# Selected excerpt
- - -
MGIC Investment Corp. History



Address:
270 E. Kilbourn Avenue
Milwaukee, Wisconsin 53202
U.S.A.

Telephone: (414) 347-6480
Toll Free: 800-558-9900
Fax: (414) 347-6696

Website:
Public Company
Incorporated: 1985
Employees: 1,149
Total Assets: $4.56 billion (2001)
Stock Exchanges: New York
Ticker Symbol: MTG
NAIC: 524130 Reinsurance Carriers, 524126 Direct Property and Casualty Insurance Carriers, 551112 Offices of Other Holding Companies

Company Perspectives:

MGIC does not make home loans. MGIC makes home loans possible. We do this through PrivateMI and a multitude of products and services that make lenders more efficient and more responsive to consumers' needs and, as a result, more profitable. That's a formula that has worked since Max Karl unveiled the MGIC name in 1957.

Key Dates:

1957:
Max Karl founds MGIC (Mortgage Guaranty Insurance Corp.).
1961:
Karl takes MGIC public.
1970:
MGIC acquires Janis Properties Inc. and LaMonte-Shimberg Corp.
1971:
The company introduces American Municipal Bond Insurance Corp. (AMBAC).
1974:
Karl becomes chairman and Gerald Friedman assumes charge of operations.
1981:
Baldwin-United Corp. buys MGIC.
1984:
Baldwin-United files for Chapter 11.
1985:
Northwestern Mutual Life Insurance Company makes a $250 million investment in MGIC and founds the "new" MGIC.
1991:
MGIC Investment Corp. becomes a publicly traded company.

Company History:

MGIC Investment Corp. (MGIC) is a holding company whose chief subsidiary is Mortgage Guaranty Insurance Corp., a provider of private mortgage insurance coverage to the home mortgage lending industry in the United States and Puerto Rico. Most of MGIC's sales come from insurance premiums, although the company also offers its in-house payment and default predictive tools to other lenders. MGIC also invests in troubled mortgages through its interest in Credit-Based Asset Servicing and Securization (C-BASS) and provides property valuation services.

Birth of a New Industry: 1957-69

In 1957 Max Karl, a 47-year-old former real estate attorney and the son of Jewish Russian immigrants, scraped together $250,000 from investors and founded MGIC (Mortgage Guaranty Insurance Corp.), a company that insured low down payment mortgages against foreclosure. With the formation of MGIC, Karl also created a new industry, the private mortgage insurance industry, which took on the Federal Housing Administration (FHA) in providing loans to low-income homebuyers. Private mortgage insurance was a financial guaranty business in which an insurer assumed a portion of a lender's risk in making a mortgage loan. The "risk" was that a borrower would default on a loan and the insurer would have to pay a claim. For this risk, the insurer collected a premium from the lender, which typically recovered the cost of the premium from the borrower. Until the formation of MGIC, the FHA had been the only mortgage insurer to work with homebuyers who put up less than 20 percent of the down payment on their purchase.
- - -
# Written task A
Put this sentence from the MGIC company history into Spanish: "Private mortgage insurance was a financial guaranty business in which an insurer assumed a portion of a lender's risk in making a mortgage loan."
# Written task B
From the MGIC company history, set down word for word the passage that begins at the words "MGIC does not" and stops after the words "Guaranty Insurance Corp.).".
- - -
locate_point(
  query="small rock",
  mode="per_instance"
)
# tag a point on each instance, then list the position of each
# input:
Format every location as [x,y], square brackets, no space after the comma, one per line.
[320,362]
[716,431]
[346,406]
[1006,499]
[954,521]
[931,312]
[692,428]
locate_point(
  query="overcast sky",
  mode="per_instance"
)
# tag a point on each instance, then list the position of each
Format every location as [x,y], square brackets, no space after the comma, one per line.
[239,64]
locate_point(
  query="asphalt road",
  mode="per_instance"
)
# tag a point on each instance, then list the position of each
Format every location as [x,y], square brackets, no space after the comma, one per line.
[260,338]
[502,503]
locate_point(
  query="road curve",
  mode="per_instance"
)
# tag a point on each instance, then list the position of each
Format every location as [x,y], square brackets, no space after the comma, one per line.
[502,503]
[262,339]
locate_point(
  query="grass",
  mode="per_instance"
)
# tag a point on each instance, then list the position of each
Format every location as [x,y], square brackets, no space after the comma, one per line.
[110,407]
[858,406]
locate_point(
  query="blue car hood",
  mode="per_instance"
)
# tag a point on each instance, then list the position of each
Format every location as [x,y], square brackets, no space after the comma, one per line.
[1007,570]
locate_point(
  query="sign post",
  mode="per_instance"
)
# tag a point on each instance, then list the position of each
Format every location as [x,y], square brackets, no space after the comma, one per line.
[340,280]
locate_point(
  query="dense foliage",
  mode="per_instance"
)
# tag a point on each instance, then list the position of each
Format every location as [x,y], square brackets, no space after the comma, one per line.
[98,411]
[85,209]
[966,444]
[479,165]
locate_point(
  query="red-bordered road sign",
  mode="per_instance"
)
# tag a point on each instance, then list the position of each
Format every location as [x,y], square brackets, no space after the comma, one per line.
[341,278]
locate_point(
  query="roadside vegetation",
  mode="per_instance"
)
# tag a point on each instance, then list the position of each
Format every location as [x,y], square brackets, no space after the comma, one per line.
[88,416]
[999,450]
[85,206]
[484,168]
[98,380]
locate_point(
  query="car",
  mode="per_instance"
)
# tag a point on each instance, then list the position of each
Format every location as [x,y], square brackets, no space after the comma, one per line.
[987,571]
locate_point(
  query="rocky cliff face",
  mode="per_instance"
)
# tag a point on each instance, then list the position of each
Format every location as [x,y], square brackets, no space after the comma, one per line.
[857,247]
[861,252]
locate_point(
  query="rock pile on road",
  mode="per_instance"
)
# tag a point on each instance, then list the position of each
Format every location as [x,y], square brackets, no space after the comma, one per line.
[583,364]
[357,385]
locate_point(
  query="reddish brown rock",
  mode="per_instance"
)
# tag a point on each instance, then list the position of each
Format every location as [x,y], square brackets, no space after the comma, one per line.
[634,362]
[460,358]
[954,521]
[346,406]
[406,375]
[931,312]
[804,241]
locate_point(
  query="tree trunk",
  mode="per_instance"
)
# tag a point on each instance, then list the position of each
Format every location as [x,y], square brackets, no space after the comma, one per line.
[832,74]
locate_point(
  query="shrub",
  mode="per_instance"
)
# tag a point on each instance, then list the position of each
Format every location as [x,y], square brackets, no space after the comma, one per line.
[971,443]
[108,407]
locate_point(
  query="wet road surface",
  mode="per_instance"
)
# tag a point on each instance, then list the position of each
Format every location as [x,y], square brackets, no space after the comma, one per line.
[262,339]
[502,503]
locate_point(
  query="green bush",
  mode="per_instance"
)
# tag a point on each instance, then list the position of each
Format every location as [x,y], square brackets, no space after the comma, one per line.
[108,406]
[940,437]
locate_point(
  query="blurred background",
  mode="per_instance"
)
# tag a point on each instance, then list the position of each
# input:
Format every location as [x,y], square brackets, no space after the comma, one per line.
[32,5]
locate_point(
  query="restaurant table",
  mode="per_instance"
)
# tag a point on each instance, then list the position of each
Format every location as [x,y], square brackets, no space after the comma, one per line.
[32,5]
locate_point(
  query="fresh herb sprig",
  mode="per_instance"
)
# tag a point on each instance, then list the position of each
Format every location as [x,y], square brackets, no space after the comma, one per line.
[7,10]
- - -
# Expected answer A
El seguro hipotecario privado era un negocio de garantía financiera en el que una aseguradora asumía una parte del riesgo de un prestamista al otorgar un préstamo hipotecario.

# Expected answer B
MGIC does not make home loans. MGIC makes home loans possible. We do this through PrivateMI and a multitude of products and services that make lenders more efficient and more responsive to consumers' needs and, as a result, more profitable. That's a formula that has worked since Max Karl unveiled the MGIC name in 1957.

Key Dates:

1957:
Max Karl founds MGIC (Mortgage Guaranty Insurance Corp.).